TASKS FOR THIS EXERCISE:
(a) In the storage documentation, which environment variable skips credential validation during development when it is set to true?
(b) Mark each statement yes or no against the storage documentation, quoting the words that decide it: (i) Azure Blob Storage use cases include Australian data residency requirements. (ii) Support for all cloud providers is installed with pip install -e ".[aws]". (iii) The Local Filesystem option is listed for air-gapped or offline deployments.
(c) Please repeat the storage documentation word for word, starting at "Azure Blob Storage¶" and ending at "requirements (australiaeast region)".

Production deployments requiring high availability
Global document distribution via CloudFront
Integration with AWS services (ECS, Lambda, RDS)
Cost-effective storage with lifecycle policies

Azure Blob Storage¶

Use Cases:

Azure-native deployments (Container Apps, AKS)
Integration with Azure services (Functions, Cosmos DB)
Hybrid cloud scenarios with on-premises Azure Stack
Australian data residency requirements (australiaeast region)

Local Filesystem¶

Use Cases:

Development and testing
Air-gapped or offline deployments
Single-server deployments
Data privacy constraints

See Cloud Provider Comparison for detailed comparison matrix.

Configuration¶

Environment Variables¶

Add these to your .env file:

# Provider Selection
CLOUD_PROVIDER=aws              # Options: local, aws, azure
STORAGE_CONTAINER=greengovrag-documents
LOCAL_STORAGE_PATH=./data/storage

# AWS S3 Configuration (if CLOUD_PROVIDER=aws)
AWS_ACCESS_KEY_ID=your_access_key
AWS_SECRET_ACCESS_KEY=your_secret_key
AWS_REGION=us-east-1            # or ap-southeast-2 for Sydney

# Azure Blob Storage Configuration (if CLOUD_PROVIDER=azure)
AZURE_STORAGE_CONNECTION_STRING=DefaultEndpointsProtocol=https;AccountName=...;AccountKey=...;EndpointSuffix=core.windows.net

# Optional: Cloud Region Override
CLOUD_REGION=us-east-1          # or australiaeast for Azure

Validation¶

The configuration is automatically validated on startup. To skip validation during development:

DEBUG=true  # Skips credential validation

Installation¶

# Base installation
pip install -e .

# AWS support
pip install -e ".[aws]"

# Azure support
pip install -e ".[azure]"

# All cloud providers
pip install -e ".[cloud]"

ETL Storage Adapter¶

The ETLStorageAdapter provides a high-level, cloud-agnostic interface for ETL operations.

Basic Usage¶

from green_gov_rag.etl.storage_adapter import ETLStorageAdapter

# Initialize (auto-detects provider from settings)
adapter = ETLStorageAdapter()

# Or specify provider explicitly
adapter = ETLStorageAdapter(provider='aws', container='my-bucket')

# Get storage info
info = adapter.get_storage_info()
print(info)
# {'provider': 'aws', 'container': 'greengovrag-documents', 'backend_type': 'AWSBackend'}

Document Operations¶

Download from URL¶

# Download and store document
metadata = {
    "title": "NGER Guidelines 2024",
    "jurisdiction": "federal",
    "category": "environment",
    "topic": "emissions_reporting",
    "source_url": "https://example.com/nger-guidelines.pdf"

[Saved entries]
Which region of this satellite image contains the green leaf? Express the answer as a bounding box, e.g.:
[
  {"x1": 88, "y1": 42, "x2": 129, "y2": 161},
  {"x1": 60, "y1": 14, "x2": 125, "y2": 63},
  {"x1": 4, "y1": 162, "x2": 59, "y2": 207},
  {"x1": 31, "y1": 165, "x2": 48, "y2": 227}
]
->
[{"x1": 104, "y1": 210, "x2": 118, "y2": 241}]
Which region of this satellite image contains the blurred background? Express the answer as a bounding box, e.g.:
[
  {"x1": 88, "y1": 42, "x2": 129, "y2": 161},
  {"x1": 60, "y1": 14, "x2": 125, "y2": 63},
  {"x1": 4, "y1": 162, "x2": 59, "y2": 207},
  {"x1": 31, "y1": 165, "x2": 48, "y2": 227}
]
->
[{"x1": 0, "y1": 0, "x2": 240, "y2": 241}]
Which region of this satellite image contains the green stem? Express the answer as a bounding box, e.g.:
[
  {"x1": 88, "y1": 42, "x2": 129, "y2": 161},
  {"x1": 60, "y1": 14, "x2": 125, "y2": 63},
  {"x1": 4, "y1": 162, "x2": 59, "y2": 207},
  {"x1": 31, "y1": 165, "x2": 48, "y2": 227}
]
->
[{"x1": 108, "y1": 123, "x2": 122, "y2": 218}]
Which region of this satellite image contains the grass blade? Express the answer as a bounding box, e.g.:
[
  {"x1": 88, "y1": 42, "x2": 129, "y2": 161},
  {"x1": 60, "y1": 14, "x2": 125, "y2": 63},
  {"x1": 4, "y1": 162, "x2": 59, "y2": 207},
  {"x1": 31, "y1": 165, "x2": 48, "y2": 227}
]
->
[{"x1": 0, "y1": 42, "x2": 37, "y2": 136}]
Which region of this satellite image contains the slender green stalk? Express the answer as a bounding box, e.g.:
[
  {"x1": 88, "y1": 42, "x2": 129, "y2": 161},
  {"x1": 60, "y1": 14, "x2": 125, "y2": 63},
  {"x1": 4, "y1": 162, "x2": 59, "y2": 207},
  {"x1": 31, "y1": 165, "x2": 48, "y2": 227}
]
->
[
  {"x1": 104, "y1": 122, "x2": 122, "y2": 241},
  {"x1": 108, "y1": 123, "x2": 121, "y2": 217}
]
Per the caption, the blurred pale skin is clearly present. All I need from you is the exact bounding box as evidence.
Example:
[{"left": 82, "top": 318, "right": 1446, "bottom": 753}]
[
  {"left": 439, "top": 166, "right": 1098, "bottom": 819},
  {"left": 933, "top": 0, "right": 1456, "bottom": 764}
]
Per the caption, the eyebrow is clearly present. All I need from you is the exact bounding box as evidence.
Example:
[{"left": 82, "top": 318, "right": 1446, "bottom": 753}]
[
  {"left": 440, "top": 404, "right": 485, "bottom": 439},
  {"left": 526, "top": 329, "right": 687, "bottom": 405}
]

RESPONSES IN ORDER:
(a) DEBUG

(b)
(i) Yes: "Australian data residency requirements (australiaeast region)"
(ii) No: "# All cloud providers" and "pip install -e ".[cloud]""
(iii) Yes: "Air-gapped or offline deployments"

(c)
Azure Blob Storage¶

Use Cases:

Azure-native deployments (Container Apps, AKS)
Integration with Azure services (Functions, Cosmos DB)
Hybrid cloud scenarios with on-premises Azure Stack
Australian data residency requirements (australiaeast region)